── Input data ──
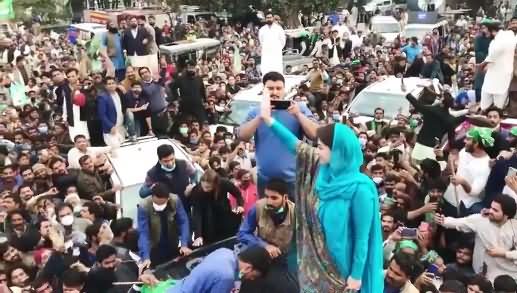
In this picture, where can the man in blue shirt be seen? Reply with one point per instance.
(162, 223)
(274, 160)
(412, 50)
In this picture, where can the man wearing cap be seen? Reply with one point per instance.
(465, 192)
(162, 223)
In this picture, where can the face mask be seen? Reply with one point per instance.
(77, 209)
(67, 220)
(362, 141)
(413, 123)
(43, 129)
(377, 180)
(183, 130)
(159, 208)
(167, 169)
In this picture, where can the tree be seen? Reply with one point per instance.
(50, 10)
(289, 9)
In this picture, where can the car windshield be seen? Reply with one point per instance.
(239, 112)
(386, 27)
(366, 102)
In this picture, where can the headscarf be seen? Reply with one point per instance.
(337, 184)
(481, 135)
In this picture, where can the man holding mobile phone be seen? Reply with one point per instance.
(274, 160)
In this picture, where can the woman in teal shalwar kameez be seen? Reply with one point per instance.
(339, 240)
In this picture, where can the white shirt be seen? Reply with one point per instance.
(489, 235)
(475, 171)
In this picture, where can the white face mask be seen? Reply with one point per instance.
(67, 220)
(159, 208)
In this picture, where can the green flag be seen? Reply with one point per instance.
(6, 10)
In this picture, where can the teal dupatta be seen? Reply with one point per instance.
(333, 244)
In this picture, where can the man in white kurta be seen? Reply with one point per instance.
(495, 237)
(272, 42)
(499, 71)
(466, 188)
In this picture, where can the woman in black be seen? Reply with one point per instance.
(212, 216)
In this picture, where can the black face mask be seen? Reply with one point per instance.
(131, 241)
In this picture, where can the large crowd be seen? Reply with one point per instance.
(447, 207)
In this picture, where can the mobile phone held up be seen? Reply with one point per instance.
(280, 104)
(409, 233)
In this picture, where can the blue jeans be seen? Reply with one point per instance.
(261, 186)
(133, 126)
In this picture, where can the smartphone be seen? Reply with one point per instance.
(409, 233)
(280, 104)
(511, 172)
(433, 269)
(437, 142)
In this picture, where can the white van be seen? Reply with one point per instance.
(419, 27)
(387, 26)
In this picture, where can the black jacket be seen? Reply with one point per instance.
(212, 214)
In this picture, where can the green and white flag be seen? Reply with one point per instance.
(6, 10)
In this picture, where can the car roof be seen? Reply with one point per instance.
(383, 18)
(132, 172)
(392, 85)
(255, 92)
(90, 27)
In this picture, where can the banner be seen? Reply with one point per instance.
(6, 10)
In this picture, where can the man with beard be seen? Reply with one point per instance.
(137, 116)
(42, 180)
(399, 274)
(481, 44)
(297, 118)
(113, 43)
(464, 194)
(62, 177)
(189, 89)
(499, 71)
(389, 224)
(512, 111)
(494, 248)
(270, 223)
(272, 41)
(108, 269)
(155, 94)
(135, 42)
(124, 235)
(157, 31)
(9, 180)
(131, 78)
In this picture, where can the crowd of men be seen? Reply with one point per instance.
(447, 215)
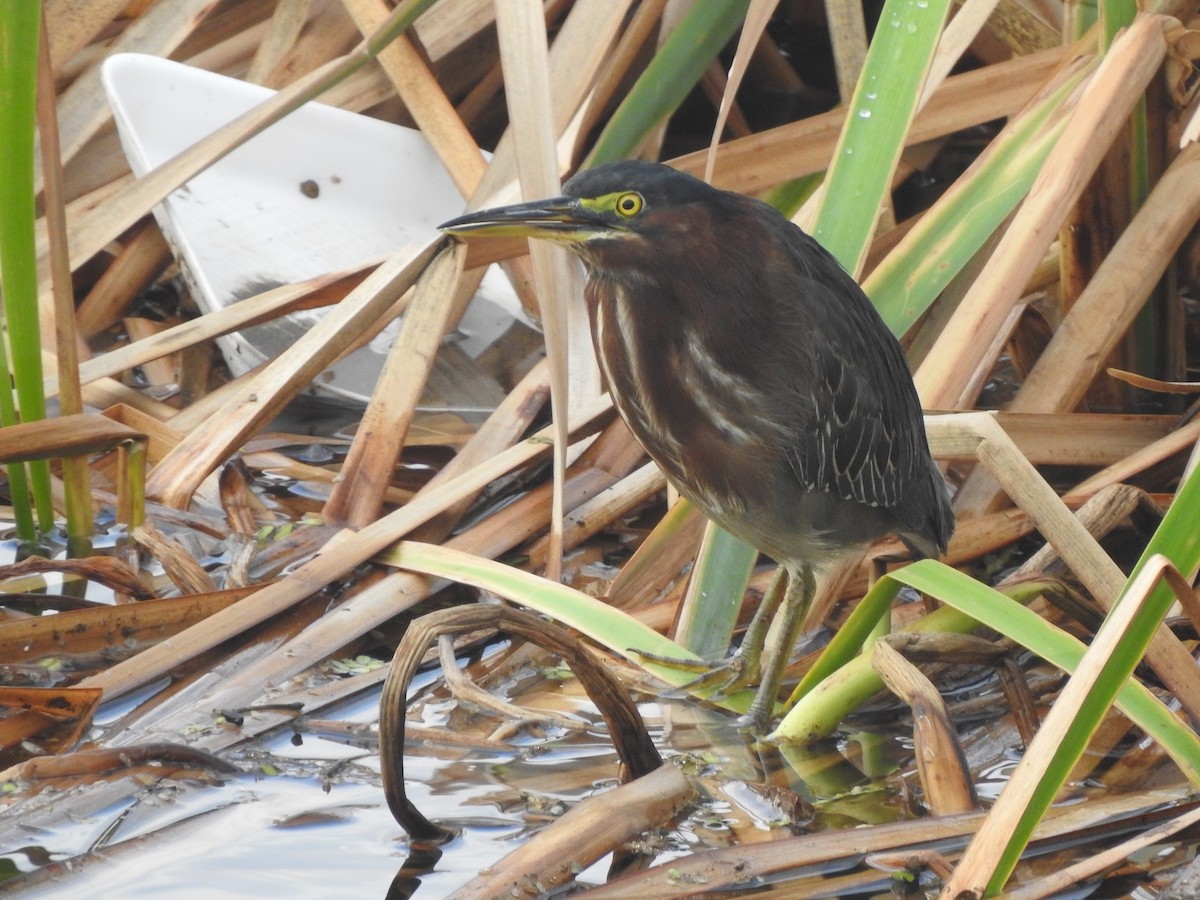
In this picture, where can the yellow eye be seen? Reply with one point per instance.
(629, 204)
───
**Required work**
The expected answer is an unaltered copy of the listing, images removed.

**Answer box**
In this picture, where can the man in blue shirt be seen? Reply with one point per instance.
(162, 223)
(274, 160)
(412, 50)
In this picture, where can the man wearing cap be seen? Reply with one point per instance.
(465, 192)
(162, 223)
In this picture, where can the face mask be seen? Reply with one point per instance.
(77, 209)
(67, 220)
(362, 141)
(413, 123)
(43, 129)
(377, 180)
(183, 130)
(159, 208)
(167, 169)
In this picture, where can the tree be seen? Reply with one point per instance.
(50, 10)
(289, 9)
In this picture, where can the car windshield be seen? Reply with one point per instance.
(239, 112)
(386, 27)
(366, 102)
In this picture, where can the headscarf be seen? Reply with one point per instance.
(337, 184)
(481, 135)
In this picture, where can the man holding mobile phone be seen? Reply with one point per instance.
(274, 160)
In this picture, where can the woman in teal shalwar kameez be seen? Reply with one point per instance.
(339, 240)
In this picture, where can the white shirt be seen? Reply with one point per instance.
(489, 235)
(475, 171)
In this picture, where can the white face mask be seen? Reply with one point per instance.
(67, 220)
(159, 208)
In this picture, where can the green flag be seen? Reply with one point per instance.
(6, 10)
In this picture, where can the teal dupatta be seen? Reply with one point per instance.
(333, 244)
In this picture, where can the man in white kurta be seen? Reply with one point per instance.
(495, 237)
(272, 42)
(499, 71)
(466, 188)
In this picture, where can the woman in black be seen? Reply with one point per instance.
(212, 216)
In this picture, where can the black face mask be seen? Reply with one point per instance.
(131, 241)
In this picture, where can the large crowd be seen? Reply with one point per instance.
(447, 207)
In this picture, where can the mobile phone held up be seen? Reply with one point per instance.
(280, 104)
(409, 233)
In this picture, where can the blue jeans be seen? Reply with one point per instance.
(261, 186)
(133, 126)
In this picture, where can the smartphone be seen? Reply with one point per instance.
(409, 233)
(280, 104)
(511, 172)
(433, 269)
(437, 142)
In this picture, where can the white van be seen? Reply with one point per instance.
(419, 27)
(387, 26)
In this picture, where can the black jacket be seen? Reply with one point per instance.
(212, 214)
In this picture, where can the green and white flag be seen? Reply with one point per instance.
(6, 10)
In this picture, where can the car roof be seen? Reply with one point per instance.
(383, 18)
(132, 172)
(392, 85)
(255, 92)
(90, 27)
In this picture, where can the banner be seen? Reply with one point per instance.
(6, 10)
In this picture, where can the man with beard be seen? Reply with one point per instance.
(137, 116)
(42, 180)
(399, 274)
(481, 44)
(297, 118)
(113, 43)
(464, 194)
(62, 177)
(189, 89)
(499, 71)
(389, 224)
(512, 111)
(494, 248)
(270, 223)
(272, 41)
(108, 269)
(155, 94)
(135, 42)
(124, 235)
(157, 31)
(9, 180)
(131, 78)
In this picture, where can the crowd of men be seen? Reply with one point per instance.
(447, 215)
In this picture, where can the yellow eye be seen? Reply with one point per instance.
(629, 204)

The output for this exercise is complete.